Consignes:
1 - Repérez chaque ligne des enregistrements où figure le mot « diced », puis recopiez-la.
2 - Rédigez la suite du texte sur les MOOCs, en partant de sa dernière phrase.

Texte cité:
================

Les MOOCs, une révolution silencieuse

Par Lucien Rapp  |   |  790  mots
Les MOOC's permettent à la fois de développer des pédagogies nouvelles, de moderniser les institutions qui les utilisent et de démocratiser le savoir. Par Lucien Rapp, professeur à l'Université Toulouse1-Capitole, professeur affilié à HEC, Paris 1

C'est peu dire que de remarquer que notre jeunesse est « soucieuse » pour parler comme Musset. De la tentation de l'exil à la séduction des fanatismes, elle est au mieux devenue indifférente au monde qu'on lui prépare ; au pire, révoltée par ses lâchetés.

Le numérique peut-il la réconcilier avec l'avenir et lui redonner l'espoir ? Les MOOCs en portent la promesse pour autant que l'on ne se méprenne ni sur la nature, ni sur la portée des transformations qu'ils apportent.

De nouveaux modes d'acquisition des compétences

Les MOOCs, cours accessibles en ligne, ont commencé une révolution silencieuse. Celle de nouveaux modes d'acquisition des compétences et de diffusion des savoirs, sous la forme de modules spécialement conçus et formatés pour une diffusion massive sur les réseaux de communications électroniques ; celle d'une pédagogie innovante, encore largement expérimentale et dont le support est le forum de discussion où maîtres et élèves, élèves entre eux, échangent et partagent. C'est la logique de la classe inversée, l'accès à la connaissance par l'expérience du savoir, la victoire de Jean-Jacques Rousseau sur Jean-Baptiste de La Salle.

Une triple promesse

Les MOOCs portent en eux une triple promesse : celle de pédagogies nouvelles et très innovantes, mais aussi celle d'institutions modernisées (l'école, le collège, le lycée ou l'Université). Celle encore d'une société différente. Le savoir n'y serait plus confisqué, ni acquis définitivement. Il serait rendu accessible à chacun, à sa convenance de temps et de lieu. Les « illettrés de Gap » ne seraient plus réduits au silence. Ils apprendraient à lire, à écrire, à compter, et bien plus encore, en marge de leur vie de travail.

Les MOOCs, c'est un écosystème industriel aux Etats-Unis, auquel il faudra que l'Europe finisse par s'intéresser : plate formes, officines de conception, professionnels de la mise en scène et de la mise en ligne, professeurs ou établissements sous contrats, opérateurs de réseaux, organismes de certification ou de contrôle de l'identité.

Un modèle économique que la Chine est en passe de s'approprier

C'est un modèle économique en gestation, que la Chine est en passe de s'approprier. Il utilise des modalités de monétisation de plus en plus élaborées : droit spécifiques, vente en ligne, partenariats économiques, commerciaux ou financiers, concession de licence, commercialisation d'espaces publicitaires.

================

(Enregistrements de données)
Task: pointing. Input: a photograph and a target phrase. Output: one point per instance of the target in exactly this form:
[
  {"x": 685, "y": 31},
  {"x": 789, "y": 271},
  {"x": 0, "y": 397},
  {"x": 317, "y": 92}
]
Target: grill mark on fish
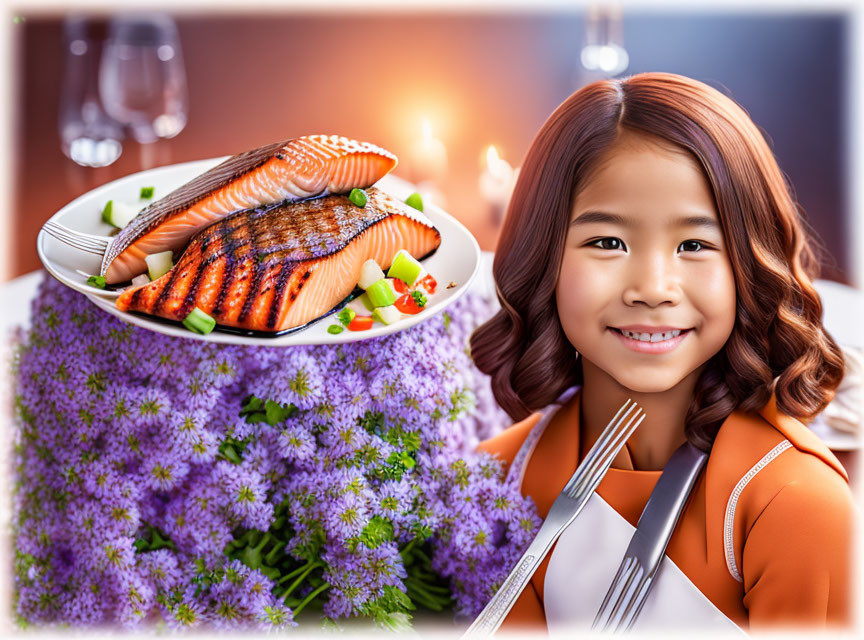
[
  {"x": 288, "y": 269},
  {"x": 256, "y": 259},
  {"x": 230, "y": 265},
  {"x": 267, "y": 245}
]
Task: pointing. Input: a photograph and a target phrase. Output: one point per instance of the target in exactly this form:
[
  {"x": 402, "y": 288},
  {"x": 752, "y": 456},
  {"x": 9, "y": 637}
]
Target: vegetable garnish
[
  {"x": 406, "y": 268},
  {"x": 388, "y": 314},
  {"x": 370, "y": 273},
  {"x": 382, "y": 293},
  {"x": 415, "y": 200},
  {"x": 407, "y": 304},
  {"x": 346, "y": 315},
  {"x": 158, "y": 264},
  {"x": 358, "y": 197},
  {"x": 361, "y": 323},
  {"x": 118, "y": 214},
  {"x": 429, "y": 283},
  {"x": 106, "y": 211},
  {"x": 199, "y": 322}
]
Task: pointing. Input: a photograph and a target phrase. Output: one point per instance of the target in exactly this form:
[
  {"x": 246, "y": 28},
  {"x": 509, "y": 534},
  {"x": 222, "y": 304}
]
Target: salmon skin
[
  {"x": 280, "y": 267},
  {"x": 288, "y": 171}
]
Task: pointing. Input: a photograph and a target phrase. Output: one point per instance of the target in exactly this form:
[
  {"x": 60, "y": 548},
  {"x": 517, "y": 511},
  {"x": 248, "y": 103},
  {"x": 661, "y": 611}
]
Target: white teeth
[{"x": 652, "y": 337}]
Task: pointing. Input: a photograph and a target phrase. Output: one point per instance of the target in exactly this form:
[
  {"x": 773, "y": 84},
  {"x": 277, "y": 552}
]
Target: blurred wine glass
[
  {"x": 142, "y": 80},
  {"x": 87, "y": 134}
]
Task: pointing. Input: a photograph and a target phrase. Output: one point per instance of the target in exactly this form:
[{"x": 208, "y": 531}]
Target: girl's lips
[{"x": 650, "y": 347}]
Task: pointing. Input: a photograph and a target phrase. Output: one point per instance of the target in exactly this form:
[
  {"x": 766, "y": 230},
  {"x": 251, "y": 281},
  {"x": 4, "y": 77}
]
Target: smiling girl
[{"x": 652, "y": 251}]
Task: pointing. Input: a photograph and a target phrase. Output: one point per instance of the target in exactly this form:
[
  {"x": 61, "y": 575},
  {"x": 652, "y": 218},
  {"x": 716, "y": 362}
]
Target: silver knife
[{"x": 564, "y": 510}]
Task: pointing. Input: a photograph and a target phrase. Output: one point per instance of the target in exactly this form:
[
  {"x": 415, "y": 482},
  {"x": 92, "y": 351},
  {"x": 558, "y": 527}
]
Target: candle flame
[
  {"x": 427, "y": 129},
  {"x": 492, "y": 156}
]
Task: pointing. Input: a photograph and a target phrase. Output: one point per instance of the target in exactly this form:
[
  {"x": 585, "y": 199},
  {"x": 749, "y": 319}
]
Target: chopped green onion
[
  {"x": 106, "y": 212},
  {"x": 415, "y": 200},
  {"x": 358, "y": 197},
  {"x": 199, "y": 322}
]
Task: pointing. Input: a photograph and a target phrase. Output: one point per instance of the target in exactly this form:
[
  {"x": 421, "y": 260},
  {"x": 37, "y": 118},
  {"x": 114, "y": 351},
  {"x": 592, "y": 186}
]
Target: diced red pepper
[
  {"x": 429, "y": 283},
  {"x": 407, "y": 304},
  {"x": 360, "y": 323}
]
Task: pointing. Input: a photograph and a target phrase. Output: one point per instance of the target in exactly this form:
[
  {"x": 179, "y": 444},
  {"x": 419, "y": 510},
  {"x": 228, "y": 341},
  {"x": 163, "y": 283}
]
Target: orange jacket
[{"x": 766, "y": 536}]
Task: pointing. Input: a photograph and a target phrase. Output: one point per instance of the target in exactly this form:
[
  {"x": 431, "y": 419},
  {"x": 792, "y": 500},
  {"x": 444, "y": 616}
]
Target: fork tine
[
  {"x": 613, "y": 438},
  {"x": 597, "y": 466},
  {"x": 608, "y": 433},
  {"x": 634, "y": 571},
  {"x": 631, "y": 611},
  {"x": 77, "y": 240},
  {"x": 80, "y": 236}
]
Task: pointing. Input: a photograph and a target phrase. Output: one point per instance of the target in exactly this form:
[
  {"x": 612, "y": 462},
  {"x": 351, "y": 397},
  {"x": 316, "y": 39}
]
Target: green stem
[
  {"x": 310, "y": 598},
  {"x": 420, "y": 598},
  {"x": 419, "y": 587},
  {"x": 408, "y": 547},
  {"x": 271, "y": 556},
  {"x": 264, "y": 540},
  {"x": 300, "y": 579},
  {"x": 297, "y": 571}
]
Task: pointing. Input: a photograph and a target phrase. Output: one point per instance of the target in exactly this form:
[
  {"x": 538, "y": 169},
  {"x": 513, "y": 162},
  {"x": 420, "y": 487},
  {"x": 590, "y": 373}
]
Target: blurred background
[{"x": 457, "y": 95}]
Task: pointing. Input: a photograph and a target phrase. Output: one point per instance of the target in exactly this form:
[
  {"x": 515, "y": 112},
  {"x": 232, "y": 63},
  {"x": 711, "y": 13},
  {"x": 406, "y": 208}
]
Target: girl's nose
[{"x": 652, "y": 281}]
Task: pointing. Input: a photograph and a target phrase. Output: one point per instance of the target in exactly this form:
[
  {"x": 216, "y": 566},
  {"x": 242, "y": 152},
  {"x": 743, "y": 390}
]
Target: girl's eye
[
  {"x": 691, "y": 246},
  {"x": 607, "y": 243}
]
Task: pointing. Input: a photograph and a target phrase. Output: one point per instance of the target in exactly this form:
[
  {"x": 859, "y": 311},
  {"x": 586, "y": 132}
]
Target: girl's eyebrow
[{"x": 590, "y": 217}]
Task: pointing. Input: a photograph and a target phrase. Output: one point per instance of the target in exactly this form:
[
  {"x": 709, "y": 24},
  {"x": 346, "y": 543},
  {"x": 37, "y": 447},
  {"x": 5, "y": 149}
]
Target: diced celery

================

Réponses:
1 -
Target: diced red pepper
Target: diced celery

2 -
Ce sont des « universités » différentes, à l'image de la Khan Academy, qui séduisent la jeunesse du monde par leur dynamisme et leur modernité. Elles sont productives, dégagent de fortes valeurs ajoutées, utilisent intelligemment les enseignements des neurosciences, mêlent intensivement les techniques nouvelles aux méthodes traditionnelles, favorisent le commerce des esprits par l'échange et la discussion. A l'inverse de ce qui est souvent affirmé, elles valorisent la classe, la salle de cours, l'amphithéâtre, dont elles font l'aboutissement d'un parcours intellectuel ; et non plus, un passage obligé. Elles rayonnent internationalement, en exportant des connaissances, un savoir, des savoir-faire vers des zones de culture commune, fédérées par l'usage d'une même langue.

Des stratégies nouvelles

Ce sont encore des stratégies nouvelles qui se mettent en place et auxquels il faut être attentif: stratégie d'influence d'universités de réputation mondiale, qui utilisent les MOOCs comme un produit d'appel de formations conventionnelles ; stratégie d'excellence scientifique, de la part d'écoles qui s'inspirent des méthodes de l'édition scientifique, en créant des « collections » très sélectives.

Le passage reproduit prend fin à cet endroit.